21 Mart 2013 günü ilan edilen büyük barıştan sonra Türkiye'nin önünde şu an iki seçenek var...
Başta medya patronları Aydın Doğan, Ferit Şahenk, Turgay Ciner, Mehmet Emin Karamehmet ve Erdoğan Demirören olmak üzere tüm patronlar yazdıklarımı iyi okumalı...
Türkiye tam anlamıyla bir yol ayrımındadır...
Türkiye'nin önünde bundan böyle iki tane seçenek vardır...
Birinci seçenek... Çoğulcu liberal demokrasi seçeneğidir...
Yani çoğunluğun yönettiği ama o çoğunluğa dahil olmayan azınlıkta kalan yurttaşların da haklarının korunduğu bir rejim...
Azınlıkta kalanların temsil kabiliyetleri oranında devlet içinde yer alabildiği bir rejim...
İkinci seçenek... Çoğunlukçu rejim seçeneğidir... Ya da bir diğer deyimle Çoğunluk vesayeti rejimi...
Bu rejimde de hür ve adil seçimler olur, demokrasi görüntüde devam eder ama devletin kritik yerlerine hakim çoğunlukla uyumlu vesayet gücü ülkeyi yönetir ve elindeki yargı gücüyle de işadamlarını ve çeşitli güç odaklarını kafesler...
Bu rejim modelinde azınlıkta kalan, iktidar çoğunluğu içinde olmayan yurttaşların hakkına, hukukuna ise pek dikkat edilmez...

Alıntılanan veriler.
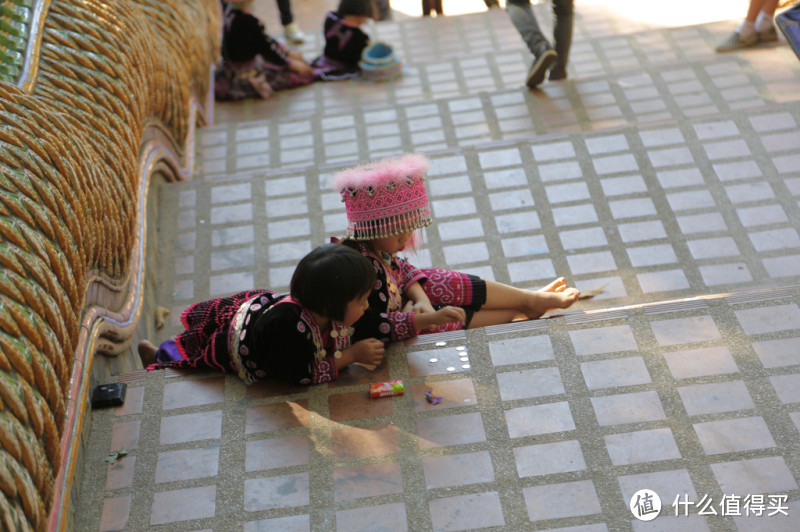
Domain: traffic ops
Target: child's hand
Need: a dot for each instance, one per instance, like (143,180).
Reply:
(430,320)
(368,351)
(300,67)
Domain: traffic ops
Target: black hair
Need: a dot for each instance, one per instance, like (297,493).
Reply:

Yapılacak alıştırmalar.
(A) Girdilerin hepsinde "traffic ops" yerine "road safety" yazarak güncelleyin, geri kalan her şeyi olduğu gibi bırakın. Görselleri yanıta koymayın.
(B) Türkiye'nin önündeki iki rejim seçeneğini anlatan yazıyı kaldığı yerden devam ettirin.

Görev sonuçları.
(A)
Domain: road safety
Target: child's hand
Need: a dot for each instance, one per instance, like (143,180).
Reply:
(430,320)
(368,351)
(300,67)
Domain: road safety
Target: black hair
Need: a dot for each instance, one per instance, like (297,493).
Reply:

(B)
İktidar dışında kalan azınlık yurttaşlar pasifize edilir, devlet kademelerinden tamamen dışlanır...
Bundan böyle bu ülkede ya çoğunluk vesayeti geçerli olur...
Ya da çoğulcu liberal demokrasi geçerli olur...
Yani ya çoğunluğun yönettiği azınlığın pasifize edilip devletten sürüldüğü bir rejim...
Ya da çoğunluğun yönettiği azınlığın haklarının korunduğu ve temsil kabiliyeti oranında devlette olduğu bir rejim...
Ama artık hiçbir hal ve koşulda AZINLIK DİKTATÖRLÜĞÜ bu ülkeyi yönetemez...
Azınlığın çoğunluğa egemen olmasını hala isteyenler bir daha bu ülkede önemli noktalarda olamaz...
Bu demokrasinin tabiatına aykırıdır...
Bu gerçeği artık herkes kavrasa da abundan böyle önümüzdeki iki seçeneği sağlıklı bir biçimde tartışabilsek keşke...
Şu an bu tartışma dışında yapılan tüm siyasal tartışmaların altı boş...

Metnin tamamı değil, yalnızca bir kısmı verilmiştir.